─── Records for processing ───

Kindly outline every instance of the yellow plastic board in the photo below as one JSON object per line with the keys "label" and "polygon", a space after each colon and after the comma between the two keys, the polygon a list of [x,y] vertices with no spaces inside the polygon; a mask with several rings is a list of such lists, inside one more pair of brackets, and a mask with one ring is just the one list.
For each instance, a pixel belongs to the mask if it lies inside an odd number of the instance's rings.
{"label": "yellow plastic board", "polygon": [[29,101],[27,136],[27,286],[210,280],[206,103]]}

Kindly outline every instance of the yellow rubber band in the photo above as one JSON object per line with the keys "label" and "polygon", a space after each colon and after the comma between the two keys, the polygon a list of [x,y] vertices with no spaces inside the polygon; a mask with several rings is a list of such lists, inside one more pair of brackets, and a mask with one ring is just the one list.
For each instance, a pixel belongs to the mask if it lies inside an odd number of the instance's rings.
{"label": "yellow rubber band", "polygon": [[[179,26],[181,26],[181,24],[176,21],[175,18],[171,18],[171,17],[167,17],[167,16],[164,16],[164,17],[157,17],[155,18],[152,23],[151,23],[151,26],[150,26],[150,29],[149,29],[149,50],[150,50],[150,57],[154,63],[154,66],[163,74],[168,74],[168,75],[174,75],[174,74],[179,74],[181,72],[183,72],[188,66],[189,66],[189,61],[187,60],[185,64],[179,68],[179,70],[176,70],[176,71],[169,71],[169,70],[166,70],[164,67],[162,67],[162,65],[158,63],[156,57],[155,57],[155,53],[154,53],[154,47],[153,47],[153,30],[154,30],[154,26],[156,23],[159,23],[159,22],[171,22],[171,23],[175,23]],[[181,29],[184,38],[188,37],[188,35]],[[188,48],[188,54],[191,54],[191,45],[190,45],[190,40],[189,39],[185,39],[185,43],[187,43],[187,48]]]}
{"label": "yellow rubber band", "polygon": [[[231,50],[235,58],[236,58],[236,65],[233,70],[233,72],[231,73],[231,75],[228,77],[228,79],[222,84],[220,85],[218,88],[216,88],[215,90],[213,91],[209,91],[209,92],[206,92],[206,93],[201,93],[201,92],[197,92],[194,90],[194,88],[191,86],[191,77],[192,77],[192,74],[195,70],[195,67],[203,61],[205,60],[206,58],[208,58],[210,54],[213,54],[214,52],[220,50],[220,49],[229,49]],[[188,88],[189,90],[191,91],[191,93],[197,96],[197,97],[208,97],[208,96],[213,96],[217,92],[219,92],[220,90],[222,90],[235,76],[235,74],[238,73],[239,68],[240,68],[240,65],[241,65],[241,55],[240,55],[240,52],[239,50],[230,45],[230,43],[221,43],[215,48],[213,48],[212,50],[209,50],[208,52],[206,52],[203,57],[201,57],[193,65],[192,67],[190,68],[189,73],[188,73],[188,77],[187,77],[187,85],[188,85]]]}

───

* Written problem
Rewrite the lines of the data from the one containing "Kindly outline every instance of the yellow rubber" through the end of the data, replacing "Kindly" with "Please" and leaving everything else unchanged.

* Response to the task
Please outline every instance of the yellow rubber band in the photo above as one JSON object per line with the keys "label" and "polygon", a space after each colon and after the comma between the two keys, the polygon a list of [x,y] vertices with no spaces inside the polygon; a mask with several rings is a list of such lists, inside one more pair of brackets, and a mask with one ring is just the one list.
For each instance, a pixel belongs to the mask if it lies inside an odd number of the instance's rings.
{"label": "yellow rubber band", "polygon": [[[179,26],[181,26],[181,24],[176,21],[175,18],[171,18],[171,17],[167,17],[167,16],[164,16],[164,17],[157,17],[155,18],[152,23],[151,23],[151,26],[150,26],[150,29],[149,29],[149,50],[150,50],[150,57],[154,63],[154,66],[163,74],[168,74],[168,75],[174,75],[174,74],[179,74],[181,72],[183,72],[188,66],[189,66],[189,61],[187,60],[185,64],[179,68],[179,70],[176,70],[176,71],[169,71],[169,70],[166,70],[164,67],[162,67],[162,65],[158,63],[156,57],[155,57],[155,53],[154,53],[154,47],[153,47],[153,30],[154,30],[154,26],[156,23],[159,23],[159,22],[171,22],[171,23],[175,23]],[[181,29],[184,38],[188,37],[188,35]],[[188,48],[188,54],[191,54],[191,45],[190,45],[190,40],[189,39],[185,39],[185,43],[187,43],[187,48]]]}
{"label": "yellow rubber band", "polygon": [[[231,50],[235,58],[236,58],[236,65],[233,70],[233,72],[231,73],[231,75],[228,77],[228,79],[222,84],[220,85],[218,88],[216,88],[215,90],[213,91],[209,91],[209,92],[206,92],[206,93],[201,93],[201,92],[197,92],[194,90],[194,88],[191,86],[191,77],[192,77],[192,74],[195,70],[195,67],[203,61],[205,60],[206,58],[208,58],[210,54],[213,54],[214,52],[220,50],[220,49],[229,49]],[[188,88],[189,90],[191,91],[191,93],[197,96],[197,97],[208,97],[208,96],[213,96],[217,92],[219,92],[220,90],[222,90],[235,76],[235,74],[238,73],[239,68],[240,68],[240,65],[241,65],[241,55],[240,55],[240,52],[239,50],[230,45],[230,43],[221,43],[215,48],[213,48],[212,50],[209,50],[208,52],[206,52],[203,57],[201,57],[193,65],[192,67],[190,68],[189,73],[188,73],[188,77],[187,77],[187,85],[188,85]]]}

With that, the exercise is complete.